*MATERIAL FOR THIS TASK*.
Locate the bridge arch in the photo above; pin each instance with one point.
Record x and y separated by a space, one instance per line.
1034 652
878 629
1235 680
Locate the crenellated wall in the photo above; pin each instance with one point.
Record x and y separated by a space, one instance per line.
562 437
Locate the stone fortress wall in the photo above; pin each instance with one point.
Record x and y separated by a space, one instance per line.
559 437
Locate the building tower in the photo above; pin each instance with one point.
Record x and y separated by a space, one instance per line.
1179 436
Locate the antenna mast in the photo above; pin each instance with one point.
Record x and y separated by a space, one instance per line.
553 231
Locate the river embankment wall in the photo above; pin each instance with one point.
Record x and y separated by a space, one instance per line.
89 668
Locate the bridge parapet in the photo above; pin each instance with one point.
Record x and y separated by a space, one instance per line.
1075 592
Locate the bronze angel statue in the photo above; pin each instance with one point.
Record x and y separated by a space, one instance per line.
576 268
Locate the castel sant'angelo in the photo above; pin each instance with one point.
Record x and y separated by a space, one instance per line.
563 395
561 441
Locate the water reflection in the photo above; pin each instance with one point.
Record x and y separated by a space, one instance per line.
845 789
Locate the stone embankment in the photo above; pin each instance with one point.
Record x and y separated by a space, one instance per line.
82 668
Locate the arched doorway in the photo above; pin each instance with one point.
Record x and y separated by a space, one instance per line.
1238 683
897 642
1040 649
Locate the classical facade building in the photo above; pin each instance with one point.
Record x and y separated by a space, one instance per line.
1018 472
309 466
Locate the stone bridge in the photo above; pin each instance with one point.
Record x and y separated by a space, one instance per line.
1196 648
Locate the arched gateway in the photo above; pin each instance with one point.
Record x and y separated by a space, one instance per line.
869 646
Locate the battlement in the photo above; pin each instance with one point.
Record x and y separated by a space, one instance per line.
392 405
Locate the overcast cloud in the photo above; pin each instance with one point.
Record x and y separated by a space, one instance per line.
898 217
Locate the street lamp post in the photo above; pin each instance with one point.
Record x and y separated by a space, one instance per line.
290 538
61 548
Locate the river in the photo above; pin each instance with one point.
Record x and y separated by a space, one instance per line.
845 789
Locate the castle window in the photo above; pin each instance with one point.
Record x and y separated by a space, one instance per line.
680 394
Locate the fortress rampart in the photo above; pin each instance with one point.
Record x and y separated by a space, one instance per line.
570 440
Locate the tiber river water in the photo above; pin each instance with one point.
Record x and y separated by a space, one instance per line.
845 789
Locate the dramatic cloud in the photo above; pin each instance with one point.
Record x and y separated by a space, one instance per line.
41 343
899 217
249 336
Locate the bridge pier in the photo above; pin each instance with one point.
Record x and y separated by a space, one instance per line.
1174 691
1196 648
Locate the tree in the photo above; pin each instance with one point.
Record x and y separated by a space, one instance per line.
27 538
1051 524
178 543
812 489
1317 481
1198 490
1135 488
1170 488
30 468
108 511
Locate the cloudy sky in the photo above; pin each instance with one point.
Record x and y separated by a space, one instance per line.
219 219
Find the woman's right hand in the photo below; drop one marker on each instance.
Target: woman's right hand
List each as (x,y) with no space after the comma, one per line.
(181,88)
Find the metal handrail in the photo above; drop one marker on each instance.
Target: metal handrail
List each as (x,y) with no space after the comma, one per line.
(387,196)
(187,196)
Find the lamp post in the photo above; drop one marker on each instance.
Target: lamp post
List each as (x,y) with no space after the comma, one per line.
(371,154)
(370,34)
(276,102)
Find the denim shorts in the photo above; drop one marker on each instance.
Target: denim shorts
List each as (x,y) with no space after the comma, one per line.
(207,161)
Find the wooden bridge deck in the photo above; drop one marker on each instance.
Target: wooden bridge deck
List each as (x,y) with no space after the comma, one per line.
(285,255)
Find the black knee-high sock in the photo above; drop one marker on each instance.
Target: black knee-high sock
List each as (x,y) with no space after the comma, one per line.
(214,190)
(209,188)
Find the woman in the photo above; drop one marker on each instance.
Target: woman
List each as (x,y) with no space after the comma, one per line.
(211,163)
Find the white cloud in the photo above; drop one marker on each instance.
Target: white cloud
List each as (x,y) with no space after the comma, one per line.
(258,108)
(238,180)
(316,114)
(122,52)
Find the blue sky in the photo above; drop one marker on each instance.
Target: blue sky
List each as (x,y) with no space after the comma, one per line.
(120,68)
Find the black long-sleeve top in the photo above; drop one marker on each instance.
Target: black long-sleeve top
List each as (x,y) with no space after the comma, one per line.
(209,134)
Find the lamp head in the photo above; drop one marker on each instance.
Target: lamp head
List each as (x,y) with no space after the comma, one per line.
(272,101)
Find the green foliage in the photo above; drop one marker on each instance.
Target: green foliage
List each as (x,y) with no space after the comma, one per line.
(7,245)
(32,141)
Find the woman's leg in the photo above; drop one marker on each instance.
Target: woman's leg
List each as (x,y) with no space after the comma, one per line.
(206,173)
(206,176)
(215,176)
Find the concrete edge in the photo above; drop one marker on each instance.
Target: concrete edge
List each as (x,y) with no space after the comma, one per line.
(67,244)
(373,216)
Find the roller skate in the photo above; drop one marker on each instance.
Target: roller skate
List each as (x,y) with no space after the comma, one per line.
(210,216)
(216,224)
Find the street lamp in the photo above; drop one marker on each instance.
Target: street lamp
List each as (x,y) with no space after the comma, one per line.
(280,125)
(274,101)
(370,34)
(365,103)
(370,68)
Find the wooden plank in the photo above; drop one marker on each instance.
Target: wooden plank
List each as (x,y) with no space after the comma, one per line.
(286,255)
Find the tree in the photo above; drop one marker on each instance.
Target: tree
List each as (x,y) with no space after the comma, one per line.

*WHAT YOU ARE ASKED TO DO*. Scan the data above for the word "white". Copy every line in which it is found.

*YOUR SOLUTION*.
Find the white cloud in the photo above; drop one marker on each instance.
Target: white cloud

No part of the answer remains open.